(Source extract):

━━━━━━━━━━

Detect consecutive elements in a list

jimka · May 28, 2019, 8:35am

The List and Seq libraries have lots of interesting as well as obscure methods. Mastering them is fun an challenging.

Given a sequence, (in my case it its a List), and two candidate elements, a and b, what is the best way to determine whether the list contains a followed immediately by b somewhere in it? Here is my attempt, but I hope there’s an easier way.

    (!list.isEmpty &&
      (list.head :: list).tails.exists {
        case x :: y :: _ => x == a && y == b
        case _ => false
      })

I have to use (list.head::list).tails because tails does not contain the list itself. Could also use list::(list.tails).

martijnhoekstra · May 28, 2019, 9:21am

if you don’t want to use the stdlib method containsSlice (so list.containsSlice(List(a, b))) how about

val a: A
val b: A

def containsab(list: List[A]) = list match {
  case `a` :: `b` :: _ => true
  case  _ :: tail => containsab(tail)
  case _ => false
}

If you want to make your own containsSlice with combinators

def containsSlice[A](list: List[A], sublist: List[A]) = {
  list.sliding(toFind.length).contains(toFind)
  //or, more efficiently list.iterator.sliding(toFind.length).exists(it => it.sameElements(sublist))
}

or if you want to write out the recursion by hand

def containsSlice[A](list: List[A], sublist: List[A]) = list.startsWith(sublist) ||
  list.tailOption match {
    case Some(tail) => containsSlice(tail)
    case None => false
  }

the prettier

def containsSlice[A](list: List[A], sublist: List[A]) = list.startsWith(sublist)
  || list.tailOption.map(t => containsSlice(t, sublist)).getOrElse(false)

won’t work as the recursive call is inside the map, it won’t optimize out.

the “use unsafe methods for performance” version would be

def containsSlice[A](list: List[A], sublist: List[A]) = list.startsWith(sublist) ||
  list.nonEmpty && containsSlice(list.tail)

curoli · May 28, 2019, 2:30pm

**scala> val seq: Seq[Int] = 1 to 10
seq: Seq[Int] = Range 1 to 10

(seq.dropRight(1)).zip(seq.drop(1)).contains((5, 6))
res0: Boolean = true
(seq.dropRight(1)).zip(seq.drop(1)).contains((6, 5))
res1: Boolean = false**

stewSquared · May 28, 2019, 10:19pm

As @martijnhoekstra mentioned, this can be directly implemented with containsSlice:

list.containsSlice(Seq(a, b))

But since you’re here to master “interesting and obscure methods”, here are a few alternatives using standard collection methods:

list.indexOfSlice(Seq(a, b)) != -1

list.sliding(2).contains(Seq(a, b))

list.zip(list.drop(1)).contains((a, b))

━━━━━━━━━━

(Excerpted data):

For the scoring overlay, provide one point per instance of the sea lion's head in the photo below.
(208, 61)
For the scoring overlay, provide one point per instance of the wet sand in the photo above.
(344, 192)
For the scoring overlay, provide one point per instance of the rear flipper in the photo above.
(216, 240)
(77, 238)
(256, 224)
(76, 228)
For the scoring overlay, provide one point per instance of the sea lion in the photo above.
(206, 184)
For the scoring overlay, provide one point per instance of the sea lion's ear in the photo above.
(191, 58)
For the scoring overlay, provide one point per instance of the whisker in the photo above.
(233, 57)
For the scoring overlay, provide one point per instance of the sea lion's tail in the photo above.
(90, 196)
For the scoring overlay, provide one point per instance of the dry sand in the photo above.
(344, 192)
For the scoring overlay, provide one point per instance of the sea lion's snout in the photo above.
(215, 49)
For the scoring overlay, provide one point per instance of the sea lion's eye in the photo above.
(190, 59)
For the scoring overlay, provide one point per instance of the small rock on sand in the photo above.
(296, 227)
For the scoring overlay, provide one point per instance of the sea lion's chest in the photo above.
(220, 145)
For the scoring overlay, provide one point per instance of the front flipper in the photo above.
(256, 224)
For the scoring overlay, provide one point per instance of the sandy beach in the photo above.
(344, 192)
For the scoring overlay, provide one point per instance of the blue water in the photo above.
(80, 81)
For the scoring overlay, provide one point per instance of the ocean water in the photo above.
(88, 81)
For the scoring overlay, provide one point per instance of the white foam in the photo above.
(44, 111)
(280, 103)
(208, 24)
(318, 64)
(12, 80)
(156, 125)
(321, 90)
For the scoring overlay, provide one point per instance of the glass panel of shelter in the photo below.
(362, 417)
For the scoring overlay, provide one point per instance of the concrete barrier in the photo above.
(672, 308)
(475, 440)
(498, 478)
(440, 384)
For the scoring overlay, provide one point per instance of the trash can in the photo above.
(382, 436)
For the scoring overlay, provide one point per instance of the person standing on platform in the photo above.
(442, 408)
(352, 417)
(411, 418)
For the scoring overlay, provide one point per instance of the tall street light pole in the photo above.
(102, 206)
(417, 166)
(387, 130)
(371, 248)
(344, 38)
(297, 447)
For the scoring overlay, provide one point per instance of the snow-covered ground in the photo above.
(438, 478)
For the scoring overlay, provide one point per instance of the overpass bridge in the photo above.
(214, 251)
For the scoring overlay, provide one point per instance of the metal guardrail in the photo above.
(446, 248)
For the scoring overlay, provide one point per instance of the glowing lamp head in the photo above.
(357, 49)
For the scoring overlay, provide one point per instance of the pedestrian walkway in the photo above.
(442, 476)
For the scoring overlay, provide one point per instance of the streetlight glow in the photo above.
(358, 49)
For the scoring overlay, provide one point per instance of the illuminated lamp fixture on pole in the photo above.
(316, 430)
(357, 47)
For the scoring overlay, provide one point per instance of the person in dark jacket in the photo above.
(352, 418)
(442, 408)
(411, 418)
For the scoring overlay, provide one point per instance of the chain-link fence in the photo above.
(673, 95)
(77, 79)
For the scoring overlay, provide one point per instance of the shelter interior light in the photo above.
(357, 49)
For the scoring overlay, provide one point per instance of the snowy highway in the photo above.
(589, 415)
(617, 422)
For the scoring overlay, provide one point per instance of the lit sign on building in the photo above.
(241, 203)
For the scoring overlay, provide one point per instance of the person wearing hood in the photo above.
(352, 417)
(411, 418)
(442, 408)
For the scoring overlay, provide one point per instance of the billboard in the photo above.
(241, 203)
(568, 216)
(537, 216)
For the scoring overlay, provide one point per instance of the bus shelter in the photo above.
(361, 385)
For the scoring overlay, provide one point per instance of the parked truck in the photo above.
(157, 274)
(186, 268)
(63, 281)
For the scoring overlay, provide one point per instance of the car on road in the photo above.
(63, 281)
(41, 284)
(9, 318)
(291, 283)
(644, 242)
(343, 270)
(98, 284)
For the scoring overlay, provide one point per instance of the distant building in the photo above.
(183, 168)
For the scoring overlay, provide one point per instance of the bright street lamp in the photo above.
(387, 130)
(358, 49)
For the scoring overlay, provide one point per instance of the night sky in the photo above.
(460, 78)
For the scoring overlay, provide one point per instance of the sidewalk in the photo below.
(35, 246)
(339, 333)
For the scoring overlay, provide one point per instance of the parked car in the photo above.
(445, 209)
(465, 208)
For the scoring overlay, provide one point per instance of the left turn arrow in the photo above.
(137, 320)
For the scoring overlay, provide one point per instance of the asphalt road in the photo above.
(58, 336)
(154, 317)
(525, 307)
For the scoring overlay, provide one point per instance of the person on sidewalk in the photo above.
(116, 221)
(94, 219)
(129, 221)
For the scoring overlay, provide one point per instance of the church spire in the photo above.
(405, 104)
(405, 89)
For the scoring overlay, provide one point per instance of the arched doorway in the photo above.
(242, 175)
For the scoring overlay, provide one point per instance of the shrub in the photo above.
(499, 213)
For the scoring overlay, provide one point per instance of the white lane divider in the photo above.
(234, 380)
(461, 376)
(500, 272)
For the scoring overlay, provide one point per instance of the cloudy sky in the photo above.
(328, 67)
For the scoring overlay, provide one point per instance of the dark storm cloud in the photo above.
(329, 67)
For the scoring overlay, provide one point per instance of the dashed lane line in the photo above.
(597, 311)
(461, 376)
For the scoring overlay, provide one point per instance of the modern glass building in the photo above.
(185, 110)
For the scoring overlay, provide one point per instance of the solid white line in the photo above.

━━━━━━━━━━

(Instructions):
1/ Report how many lines of the entries contain the string "building". Case counts. Give only the number.
2/ Write the next part of the forum thread on detecting consecutive elements in a list, starting after its last line.

(Expected answers):
1/ 3

2/
list.tails.exists(_.startsWith(Seq(a, b)))

Btw, containsSlice uses indexOfSlice, which has a reasonably performant implementation.

jimka · May 29, 2019, 7:37am

@stewSquared, your comment made me think of the real problem that I was trying to solve. Perhaps there’s much better way that what I did. Here is the problem.
Given a sequence s, of elements of type A, and a function f:A=>B. I want to split s into a sequence of sequences, in particular split on the boundaries where f(x) == f(y), even if x !=y … omitting sequences of length one. E.g., if the seq contains a,b,c,d,esuch that f(a)==f(b)==...==f(e), then only keep a and e in the output seq, omitting b...d.

I did this in 8 lines using a tail recursive function and pattern matching. Maybe there’s a more clever way?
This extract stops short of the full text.